A block of data
# # # # # # #

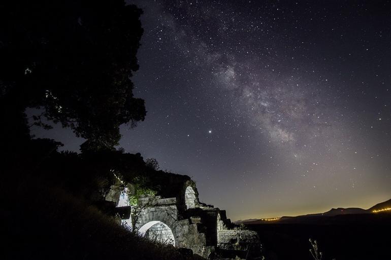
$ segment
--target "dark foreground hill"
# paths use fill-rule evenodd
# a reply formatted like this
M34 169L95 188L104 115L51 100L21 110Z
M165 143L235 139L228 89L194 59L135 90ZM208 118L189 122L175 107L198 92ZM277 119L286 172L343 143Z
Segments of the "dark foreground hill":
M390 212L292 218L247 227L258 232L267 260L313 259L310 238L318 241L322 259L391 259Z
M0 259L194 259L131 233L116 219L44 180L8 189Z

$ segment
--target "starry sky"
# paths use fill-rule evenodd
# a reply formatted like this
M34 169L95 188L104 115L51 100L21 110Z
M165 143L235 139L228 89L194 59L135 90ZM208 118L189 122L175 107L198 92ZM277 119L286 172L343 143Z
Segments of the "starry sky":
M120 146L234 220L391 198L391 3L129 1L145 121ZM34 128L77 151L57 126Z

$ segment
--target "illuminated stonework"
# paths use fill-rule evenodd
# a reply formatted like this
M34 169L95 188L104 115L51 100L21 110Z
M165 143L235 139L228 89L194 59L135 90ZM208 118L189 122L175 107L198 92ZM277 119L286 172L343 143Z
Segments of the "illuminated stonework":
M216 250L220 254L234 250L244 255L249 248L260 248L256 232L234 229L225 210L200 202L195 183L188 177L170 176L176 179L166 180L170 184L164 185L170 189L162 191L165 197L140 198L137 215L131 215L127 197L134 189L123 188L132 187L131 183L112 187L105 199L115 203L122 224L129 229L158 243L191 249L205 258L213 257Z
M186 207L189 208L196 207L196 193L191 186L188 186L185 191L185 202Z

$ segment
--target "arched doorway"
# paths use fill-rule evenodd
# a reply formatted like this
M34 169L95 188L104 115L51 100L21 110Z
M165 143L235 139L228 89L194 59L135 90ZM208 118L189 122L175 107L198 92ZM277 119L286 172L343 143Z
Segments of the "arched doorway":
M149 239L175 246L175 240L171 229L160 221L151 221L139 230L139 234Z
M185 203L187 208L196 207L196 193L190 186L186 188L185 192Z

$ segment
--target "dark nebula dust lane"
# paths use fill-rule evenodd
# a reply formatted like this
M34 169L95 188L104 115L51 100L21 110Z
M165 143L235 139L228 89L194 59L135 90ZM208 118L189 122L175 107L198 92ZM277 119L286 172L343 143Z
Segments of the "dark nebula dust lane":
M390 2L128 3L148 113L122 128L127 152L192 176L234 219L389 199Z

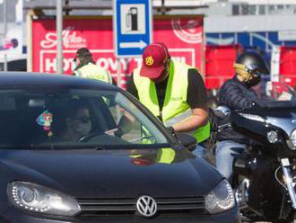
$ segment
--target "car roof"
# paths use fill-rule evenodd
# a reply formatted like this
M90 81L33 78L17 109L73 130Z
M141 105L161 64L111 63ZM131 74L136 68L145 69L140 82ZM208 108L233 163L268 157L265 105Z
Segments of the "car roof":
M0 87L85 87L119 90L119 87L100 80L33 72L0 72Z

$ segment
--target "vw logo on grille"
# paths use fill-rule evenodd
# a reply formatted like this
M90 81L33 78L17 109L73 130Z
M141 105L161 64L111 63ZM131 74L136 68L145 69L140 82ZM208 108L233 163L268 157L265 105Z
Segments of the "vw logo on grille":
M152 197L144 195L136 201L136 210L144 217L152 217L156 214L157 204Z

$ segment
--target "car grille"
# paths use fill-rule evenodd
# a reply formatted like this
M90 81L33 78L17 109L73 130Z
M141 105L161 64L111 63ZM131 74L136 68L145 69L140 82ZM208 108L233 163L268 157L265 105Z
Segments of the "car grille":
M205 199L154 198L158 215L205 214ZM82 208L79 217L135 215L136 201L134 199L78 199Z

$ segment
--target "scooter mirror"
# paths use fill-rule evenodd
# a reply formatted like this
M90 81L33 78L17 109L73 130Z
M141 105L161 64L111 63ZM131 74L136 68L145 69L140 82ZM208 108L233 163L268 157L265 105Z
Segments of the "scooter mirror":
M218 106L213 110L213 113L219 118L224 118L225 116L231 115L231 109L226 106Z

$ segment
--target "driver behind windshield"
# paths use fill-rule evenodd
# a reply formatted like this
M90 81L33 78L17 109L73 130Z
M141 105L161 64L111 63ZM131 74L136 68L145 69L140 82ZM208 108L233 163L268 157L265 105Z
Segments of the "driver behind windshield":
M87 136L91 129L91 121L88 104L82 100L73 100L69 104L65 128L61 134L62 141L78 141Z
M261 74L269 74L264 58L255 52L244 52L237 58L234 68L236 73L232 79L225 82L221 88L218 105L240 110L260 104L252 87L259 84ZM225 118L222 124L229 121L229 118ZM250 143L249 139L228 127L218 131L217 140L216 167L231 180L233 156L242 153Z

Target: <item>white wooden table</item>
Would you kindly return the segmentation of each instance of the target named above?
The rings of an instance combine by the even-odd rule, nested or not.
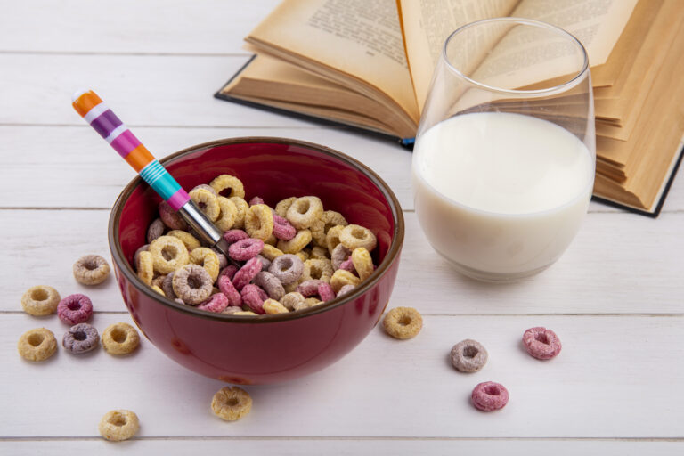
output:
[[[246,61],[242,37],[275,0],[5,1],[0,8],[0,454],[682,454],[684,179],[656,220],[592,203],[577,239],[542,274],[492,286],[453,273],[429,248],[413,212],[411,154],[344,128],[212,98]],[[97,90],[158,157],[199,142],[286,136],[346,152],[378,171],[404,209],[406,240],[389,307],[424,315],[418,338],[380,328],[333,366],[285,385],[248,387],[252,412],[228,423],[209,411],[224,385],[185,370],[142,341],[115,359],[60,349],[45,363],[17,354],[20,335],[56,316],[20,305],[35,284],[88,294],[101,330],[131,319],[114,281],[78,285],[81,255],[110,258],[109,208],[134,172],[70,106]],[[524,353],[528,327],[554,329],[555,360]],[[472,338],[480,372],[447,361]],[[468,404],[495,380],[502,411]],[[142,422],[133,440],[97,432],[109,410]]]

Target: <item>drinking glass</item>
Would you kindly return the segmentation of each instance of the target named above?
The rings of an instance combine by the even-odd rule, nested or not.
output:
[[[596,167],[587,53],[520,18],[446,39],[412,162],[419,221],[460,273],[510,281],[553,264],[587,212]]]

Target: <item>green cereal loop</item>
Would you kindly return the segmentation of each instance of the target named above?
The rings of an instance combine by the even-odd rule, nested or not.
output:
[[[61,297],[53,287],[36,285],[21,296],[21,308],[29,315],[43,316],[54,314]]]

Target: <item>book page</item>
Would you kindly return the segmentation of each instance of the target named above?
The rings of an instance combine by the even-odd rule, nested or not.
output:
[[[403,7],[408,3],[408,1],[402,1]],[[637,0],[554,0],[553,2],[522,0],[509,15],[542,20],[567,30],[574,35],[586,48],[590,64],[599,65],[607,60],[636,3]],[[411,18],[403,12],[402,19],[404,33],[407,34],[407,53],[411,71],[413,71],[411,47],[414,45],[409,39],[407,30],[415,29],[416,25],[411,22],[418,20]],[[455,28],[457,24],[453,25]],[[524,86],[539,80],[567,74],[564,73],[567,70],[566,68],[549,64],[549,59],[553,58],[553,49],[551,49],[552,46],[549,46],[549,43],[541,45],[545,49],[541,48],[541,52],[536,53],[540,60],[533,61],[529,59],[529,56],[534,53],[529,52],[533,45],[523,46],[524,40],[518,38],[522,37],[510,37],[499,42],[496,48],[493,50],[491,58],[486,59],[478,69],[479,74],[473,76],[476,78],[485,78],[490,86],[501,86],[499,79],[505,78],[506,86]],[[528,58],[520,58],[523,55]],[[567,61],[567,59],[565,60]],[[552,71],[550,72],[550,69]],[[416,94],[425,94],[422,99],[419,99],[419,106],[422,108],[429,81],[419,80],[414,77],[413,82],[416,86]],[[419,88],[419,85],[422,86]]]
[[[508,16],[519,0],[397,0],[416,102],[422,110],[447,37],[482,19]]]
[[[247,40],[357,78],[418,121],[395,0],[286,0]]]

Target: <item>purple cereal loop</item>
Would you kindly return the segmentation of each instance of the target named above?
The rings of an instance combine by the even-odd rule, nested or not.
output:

# # # # # # #

### EXERCISE
Please copy the rows from the very first one through the line holding "M0 259L194 259L131 233L116 219L44 180L8 189Z", inclusive, changing "foreground" to "background" and leaving everything else as it is. Omit the pictures from your answer.

### OUTPUT FOR THIS TASK
$ segment
--target "dark background hill"
# paths use fill-rule evenodd
# a reply formatted like this
M34 169L95 188L104 115L51 100L21 110Z
M165 143L235 139L228 89L194 59L135 90ZM208 118L189 122L175 107L198 92ZM277 119L286 172L343 143Z
Segments of the "dark background hill":
M390 212L292 218L247 227L258 232L267 260L313 259L310 238L318 241L322 259L391 259Z
M0 259L194 259L131 233L116 219L44 180L8 189Z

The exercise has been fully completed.